[Start of SUPPLIED DATA]

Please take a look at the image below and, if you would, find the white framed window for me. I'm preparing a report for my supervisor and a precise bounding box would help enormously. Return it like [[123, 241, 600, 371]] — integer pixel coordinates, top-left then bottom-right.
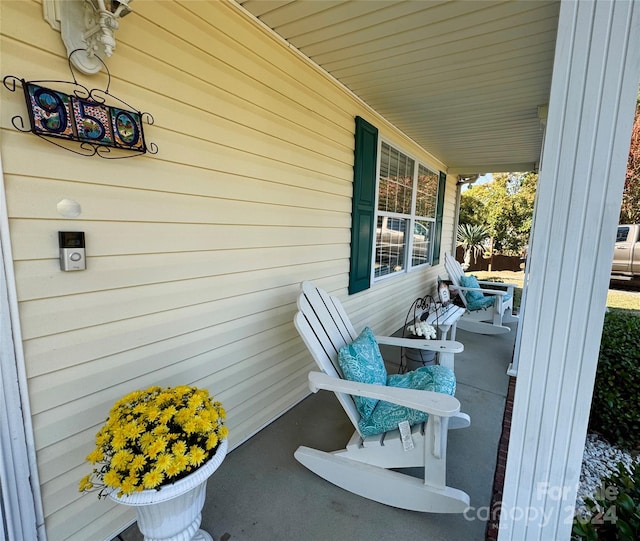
[[373, 141, 440, 280]]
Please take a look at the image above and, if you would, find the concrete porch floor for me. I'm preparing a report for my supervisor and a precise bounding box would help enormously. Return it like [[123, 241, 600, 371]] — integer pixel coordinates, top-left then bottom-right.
[[116, 326, 515, 541]]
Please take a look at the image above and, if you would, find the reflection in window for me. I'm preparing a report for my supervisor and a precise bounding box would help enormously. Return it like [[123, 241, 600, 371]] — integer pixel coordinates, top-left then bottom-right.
[[374, 142, 439, 278], [375, 216, 408, 277]]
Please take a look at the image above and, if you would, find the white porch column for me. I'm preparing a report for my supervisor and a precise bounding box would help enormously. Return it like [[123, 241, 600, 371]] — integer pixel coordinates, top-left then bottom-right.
[[498, 0, 640, 541]]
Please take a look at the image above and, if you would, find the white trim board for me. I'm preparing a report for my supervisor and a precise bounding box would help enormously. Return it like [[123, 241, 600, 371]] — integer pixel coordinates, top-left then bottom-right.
[[0, 151, 46, 541]]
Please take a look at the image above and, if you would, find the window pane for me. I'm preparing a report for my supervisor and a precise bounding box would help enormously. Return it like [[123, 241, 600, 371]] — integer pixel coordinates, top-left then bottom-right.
[[416, 165, 439, 218], [411, 220, 433, 266], [375, 216, 409, 277], [378, 143, 415, 214]]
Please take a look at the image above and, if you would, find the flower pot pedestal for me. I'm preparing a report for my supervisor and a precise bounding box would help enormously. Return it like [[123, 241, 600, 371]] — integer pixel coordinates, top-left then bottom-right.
[[109, 439, 228, 541]]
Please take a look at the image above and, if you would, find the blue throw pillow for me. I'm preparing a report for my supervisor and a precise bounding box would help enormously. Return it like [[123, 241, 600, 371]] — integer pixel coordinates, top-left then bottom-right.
[[358, 365, 456, 436], [338, 327, 387, 420], [460, 274, 484, 304]]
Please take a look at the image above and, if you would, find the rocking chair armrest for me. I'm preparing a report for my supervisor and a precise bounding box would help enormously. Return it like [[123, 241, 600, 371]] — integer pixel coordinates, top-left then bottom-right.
[[478, 280, 520, 291], [309, 372, 460, 417], [456, 286, 509, 297], [376, 336, 464, 353]]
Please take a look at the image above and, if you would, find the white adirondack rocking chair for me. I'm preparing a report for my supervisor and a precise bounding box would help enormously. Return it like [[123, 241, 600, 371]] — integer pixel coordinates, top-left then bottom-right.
[[444, 252, 518, 334], [294, 282, 470, 513]]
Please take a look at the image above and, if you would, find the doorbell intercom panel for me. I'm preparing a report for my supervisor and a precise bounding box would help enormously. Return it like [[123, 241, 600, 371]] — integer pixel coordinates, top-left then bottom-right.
[[58, 231, 87, 271]]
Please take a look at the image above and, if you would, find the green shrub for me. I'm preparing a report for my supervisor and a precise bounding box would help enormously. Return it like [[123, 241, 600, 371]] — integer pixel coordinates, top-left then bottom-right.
[[573, 462, 640, 541], [589, 310, 640, 450]]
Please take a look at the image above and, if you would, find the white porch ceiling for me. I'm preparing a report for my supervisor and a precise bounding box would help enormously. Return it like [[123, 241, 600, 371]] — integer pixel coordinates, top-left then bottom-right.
[[238, 0, 560, 173]]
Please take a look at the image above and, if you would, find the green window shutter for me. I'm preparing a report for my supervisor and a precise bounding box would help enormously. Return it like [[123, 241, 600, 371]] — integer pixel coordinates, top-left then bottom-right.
[[432, 171, 447, 265], [349, 116, 378, 295]]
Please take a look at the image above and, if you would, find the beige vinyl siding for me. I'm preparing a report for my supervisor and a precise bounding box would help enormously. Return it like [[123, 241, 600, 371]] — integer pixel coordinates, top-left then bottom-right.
[[0, 0, 455, 541]]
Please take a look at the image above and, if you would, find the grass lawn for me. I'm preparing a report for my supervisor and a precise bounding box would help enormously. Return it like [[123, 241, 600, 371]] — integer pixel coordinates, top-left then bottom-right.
[[470, 271, 640, 316]]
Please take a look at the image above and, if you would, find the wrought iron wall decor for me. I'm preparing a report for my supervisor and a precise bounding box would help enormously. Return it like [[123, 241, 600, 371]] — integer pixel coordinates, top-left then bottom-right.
[[2, 49, 158, 159]]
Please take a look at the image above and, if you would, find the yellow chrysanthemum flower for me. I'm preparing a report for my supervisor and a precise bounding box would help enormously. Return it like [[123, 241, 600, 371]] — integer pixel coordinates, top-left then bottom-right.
[[187, 445, 207, 466], [156, 453, 172, 472], [111, 430, 127, 451], [138, 432, 155, 452], [182, 419, 198, 434], [146, 437, 167, 458], [171, 441, 187, 455], [145, 405, 160, 421], [164, 455, 182, 477], [129, 455, 147, 472], [173, 455, 189, 472], [118, 477, 136, 496], [111, 449, 133, 470], [142, 470, 164, 488], [79, 385, 228, 496]]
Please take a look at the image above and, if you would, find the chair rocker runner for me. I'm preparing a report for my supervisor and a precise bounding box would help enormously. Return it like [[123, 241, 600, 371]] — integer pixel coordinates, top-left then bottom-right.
[[444, 252, 518, 334], [294, 282, 470, 513]]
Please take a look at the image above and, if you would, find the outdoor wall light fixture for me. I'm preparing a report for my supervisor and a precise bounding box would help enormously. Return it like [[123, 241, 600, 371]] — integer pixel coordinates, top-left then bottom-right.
[[42, 0, 133, 74]]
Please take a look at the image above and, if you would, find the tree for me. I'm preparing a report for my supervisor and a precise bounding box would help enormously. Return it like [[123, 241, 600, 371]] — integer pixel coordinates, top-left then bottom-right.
[[619, 100, 640, 224], [458, 224, 489, 270], [460, 173, 538, 255]]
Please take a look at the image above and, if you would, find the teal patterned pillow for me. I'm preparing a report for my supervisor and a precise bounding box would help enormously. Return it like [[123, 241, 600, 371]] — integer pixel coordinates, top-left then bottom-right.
[[338, 327, 387, 420], [460, 274, 484, 304], [358, 365, 456, 436], [467, 295, 496, 311]]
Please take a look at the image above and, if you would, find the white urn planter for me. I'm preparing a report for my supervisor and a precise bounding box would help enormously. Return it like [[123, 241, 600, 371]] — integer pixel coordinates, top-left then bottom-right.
[[109, 439, 228, 541]]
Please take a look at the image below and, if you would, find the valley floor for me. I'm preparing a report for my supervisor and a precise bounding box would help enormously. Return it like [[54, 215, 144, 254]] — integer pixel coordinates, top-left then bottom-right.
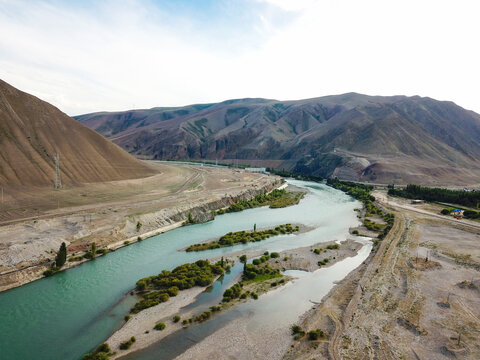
[[284, 192, 480, 359], [0, 161, 280, 291]]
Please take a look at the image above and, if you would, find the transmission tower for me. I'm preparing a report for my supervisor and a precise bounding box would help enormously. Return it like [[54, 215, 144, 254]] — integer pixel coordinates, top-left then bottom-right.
[[53, 153, 62, 189]]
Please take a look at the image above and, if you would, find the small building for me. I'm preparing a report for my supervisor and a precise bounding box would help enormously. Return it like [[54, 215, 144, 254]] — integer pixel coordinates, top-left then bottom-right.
[[450, 209, 463, 219], [245, 168, 267, 173]]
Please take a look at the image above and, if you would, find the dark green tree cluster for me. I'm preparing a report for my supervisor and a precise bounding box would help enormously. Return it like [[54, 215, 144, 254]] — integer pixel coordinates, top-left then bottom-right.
[[267, 168, 323, 182], [82, 343, 111, 360], [186, 224, 300, 251], [120, 336, 137, 350], [327, 178, 395, 239], [290, 324, 305, 340], [130, 260, 223, 314], [222, 282, 243, 302], [388, 184, 480, 209]]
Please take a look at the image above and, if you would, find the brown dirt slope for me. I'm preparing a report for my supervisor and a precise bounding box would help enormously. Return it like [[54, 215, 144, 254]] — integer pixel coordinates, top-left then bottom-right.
[[0, 80, 153, 186]]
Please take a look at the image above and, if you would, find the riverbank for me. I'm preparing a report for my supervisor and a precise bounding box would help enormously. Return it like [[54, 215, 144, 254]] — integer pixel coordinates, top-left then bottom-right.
[[106, 235, 362, 359], [0, 165, 281, 292]]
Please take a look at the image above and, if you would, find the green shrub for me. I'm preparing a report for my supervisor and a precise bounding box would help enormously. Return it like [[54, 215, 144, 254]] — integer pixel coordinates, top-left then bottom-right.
[[82, 343, 111, 360], [167, 286, 179, 297], [157, 321, 167, 330], [290, 324, 305, 340]]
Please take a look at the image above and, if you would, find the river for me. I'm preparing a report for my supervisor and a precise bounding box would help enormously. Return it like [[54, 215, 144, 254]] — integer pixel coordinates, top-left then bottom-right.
[[0, 180, 363, 360]]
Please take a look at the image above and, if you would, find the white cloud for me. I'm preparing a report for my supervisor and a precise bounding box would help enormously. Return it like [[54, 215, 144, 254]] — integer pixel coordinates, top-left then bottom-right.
[[0, 0, 480, 115]]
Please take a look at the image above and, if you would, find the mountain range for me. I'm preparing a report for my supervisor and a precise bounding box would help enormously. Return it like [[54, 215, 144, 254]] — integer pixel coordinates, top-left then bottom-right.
[[75, 93, 480, 184], [0, 80, 153, 186]]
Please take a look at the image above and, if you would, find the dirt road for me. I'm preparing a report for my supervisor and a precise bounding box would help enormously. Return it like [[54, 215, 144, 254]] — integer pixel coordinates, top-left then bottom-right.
[[285, 192, 480, 359]]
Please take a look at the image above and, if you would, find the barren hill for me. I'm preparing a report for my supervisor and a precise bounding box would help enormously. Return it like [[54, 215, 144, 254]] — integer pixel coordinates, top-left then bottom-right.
[[0, 80, 153, 186], [76, 93, 480, 184]]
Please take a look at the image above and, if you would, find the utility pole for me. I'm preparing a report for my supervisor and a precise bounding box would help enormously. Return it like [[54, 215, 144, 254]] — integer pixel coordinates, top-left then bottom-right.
[[53, 153, 62, 189]]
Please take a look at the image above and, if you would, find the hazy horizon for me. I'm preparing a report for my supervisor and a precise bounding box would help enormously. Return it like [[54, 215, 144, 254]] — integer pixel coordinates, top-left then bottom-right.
[[0, 0, 480, 115]]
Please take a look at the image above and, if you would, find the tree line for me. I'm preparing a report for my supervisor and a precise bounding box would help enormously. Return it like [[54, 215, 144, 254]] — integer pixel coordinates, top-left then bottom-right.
[[388, 184, 480, 209]]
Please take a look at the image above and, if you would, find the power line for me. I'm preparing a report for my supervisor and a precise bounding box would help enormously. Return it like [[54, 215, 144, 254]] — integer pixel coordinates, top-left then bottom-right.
[[53, 153, 62, 189]]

[End of SUPPLIED DATA]

= PROBLEM DETAILS =
Copy the rows word for word from the very first one through the line containing "[[116, 326, 515, 541]]", including both ends. Leave the pictures out of your copy.

= FINISHED ANSWER =
Please take a look at the image below and, if you would, find the white framed window for me. I'm preparing a report for my supervisor and a precise bounding box would help enormously. Return it like [[123, 241, 600, 371]] — integer pixel coordinates, top-left then bottom-right.
[[373, 141, 440, 280]]
Please take a look at the image above and, if you would, find the concrete porch floor for me. I'm preparing a report for my supervisor and a precise bounding box would help enormously. Return it like [[123, 241, 600, 371]] — integer pixel coordinates, top-left then bottom-right.
[[116, 326, 515, 541]]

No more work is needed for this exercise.